What you should do:
Revise the material below by replacing each occurrence of "Outlines" with "Regions". Keep every other character unchanged.

Region segmentation data:
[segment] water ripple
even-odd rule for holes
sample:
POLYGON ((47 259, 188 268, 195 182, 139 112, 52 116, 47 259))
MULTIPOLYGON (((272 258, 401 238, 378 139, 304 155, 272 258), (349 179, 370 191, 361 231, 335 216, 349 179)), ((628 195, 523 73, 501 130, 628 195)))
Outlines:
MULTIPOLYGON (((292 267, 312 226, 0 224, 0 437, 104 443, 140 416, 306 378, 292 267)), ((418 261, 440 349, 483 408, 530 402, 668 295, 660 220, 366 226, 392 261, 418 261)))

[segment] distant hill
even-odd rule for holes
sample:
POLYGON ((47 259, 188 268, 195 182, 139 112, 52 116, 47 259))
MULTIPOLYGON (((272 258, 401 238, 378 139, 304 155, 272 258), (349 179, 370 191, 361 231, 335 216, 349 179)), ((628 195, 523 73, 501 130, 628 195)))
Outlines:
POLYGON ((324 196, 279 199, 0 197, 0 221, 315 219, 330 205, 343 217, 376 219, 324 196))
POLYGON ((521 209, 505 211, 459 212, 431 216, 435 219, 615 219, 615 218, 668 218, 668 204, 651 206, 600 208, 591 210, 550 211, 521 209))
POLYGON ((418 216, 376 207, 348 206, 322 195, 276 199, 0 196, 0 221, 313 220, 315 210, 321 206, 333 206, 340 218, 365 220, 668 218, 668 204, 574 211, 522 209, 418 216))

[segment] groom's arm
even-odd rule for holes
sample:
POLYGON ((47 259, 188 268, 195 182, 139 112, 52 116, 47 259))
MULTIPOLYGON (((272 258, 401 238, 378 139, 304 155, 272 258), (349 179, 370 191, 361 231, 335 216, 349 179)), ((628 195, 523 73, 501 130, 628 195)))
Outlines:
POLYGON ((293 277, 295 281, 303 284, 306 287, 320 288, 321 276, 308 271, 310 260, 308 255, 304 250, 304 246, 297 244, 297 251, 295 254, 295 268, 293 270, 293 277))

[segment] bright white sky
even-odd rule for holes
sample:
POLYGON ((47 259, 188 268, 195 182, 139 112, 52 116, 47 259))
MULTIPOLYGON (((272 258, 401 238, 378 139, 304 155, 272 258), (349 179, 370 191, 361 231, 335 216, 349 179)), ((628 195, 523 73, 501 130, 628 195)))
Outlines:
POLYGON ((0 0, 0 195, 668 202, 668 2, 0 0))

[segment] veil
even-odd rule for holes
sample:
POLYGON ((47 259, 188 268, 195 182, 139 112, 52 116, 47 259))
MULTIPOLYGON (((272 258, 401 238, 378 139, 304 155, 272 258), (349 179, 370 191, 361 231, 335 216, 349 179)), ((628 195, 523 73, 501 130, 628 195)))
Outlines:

Result below:
[segment] water ripple
even-odd rule for holes
sample:
POLYGON ((47 259, 188 268, 195 182, 139 112, 52 116, 47 259))
MULTIPOLYGON (((272 258, 401 238, 378 139, 304 155, 272 258), (349 179, 370 191, 361 231, 335 216, 349 179)), ((628 195, 523 73, 501 130, 628 195)))
Regions:
MULTIPOLYGON (((292 267, 312 226, 0 224, 0 437, 104 443, 140 416, 306 378, 292 267)), ((418 261, 440 349, 483 408, 530 402, 668 295, 660 220, 366 226, 392 261, 418 261)))

[segment] distant hill
even-odd rule for holes
sample:
POLYGON ((47 259, 188 268, 195 182, 139 112, 52 116, 47 259))
MULTIPOLYGON (((272 258, 401 238, 378 139, 304 155, 272 258), (349 179, 370 191, 361 231, 335 216, 349 179)), ((628 195, 523 73, 501 130, 628 195)))
Regions:
POLYGON ((324 196, 279 199, 0 197, 0 221, 315 219, 330 205, 343 217, 376 219, 324 196))
POLYGON ((521 209, 505 211, 459 212, 431 216, 435 219, 615 219, 615 218, 668 218, 668 204, 651 206, 600 208, 591 210, 550 211, 521 209))
POLYGON ((418 216, 376 207, 348 206, 322 195, 276 199, 0 196, 0 221, 313 220, 315 210, 321 206, 333 206, 340 218, 365 220, 668 218, 668 204, 574 211, 522 209, 418 216))

[segment] groom's arm
even-odd rule for holes
sample:
POLYGON ((47 259, 188 268, 195 182, 139 112, 52 116, 47 259))
MULTIPOLYGON (((272 258, 401 238, 378 139, 304 155, 272 258), (349 179, 370 191, 361 231, 335 216, 349 179)), ((628 195, 523 73, 501 130, 628 195)))
Regions:
POLYGON ((293 277, 295 281, 303 284, 306 287, 320 288, 321 276, 308 271, 310 260, 308 255, 304 250, 304 246, 297 244, 297 251, 295 254, 295 268, 293 270, 293 277))

[segment] bright white sky
even-odd rule for holes
sample:
POLYGON ((47 259, 188 268, 195 182, 139 112, 52 116, 47 259))
MULTIPOLYGON (((272 258, 401 238, 378 139, 304 155, 272 258), (349 179, 370 191, 361 231, 335 216, 349 179)), ((628 195, 523 73, 501 130, 628 195)))
Regions:
POLYGON ((0 0, 0 195, 668 202, 668 2, 0 0))

[segment] veil
even-odd rule for holes
sample:
POLYGON ((47 259, 188 268, 195 182, 139 112, 52 116, 47 259))
MULTIPOLYGON (((272 258, 401 238, 378 139, 304 155, 272 258), (349 179, 370 191, 361 231, 335 216, 349 179)), ((628 195, 523 73, 501 130, 628 195)))
Regions:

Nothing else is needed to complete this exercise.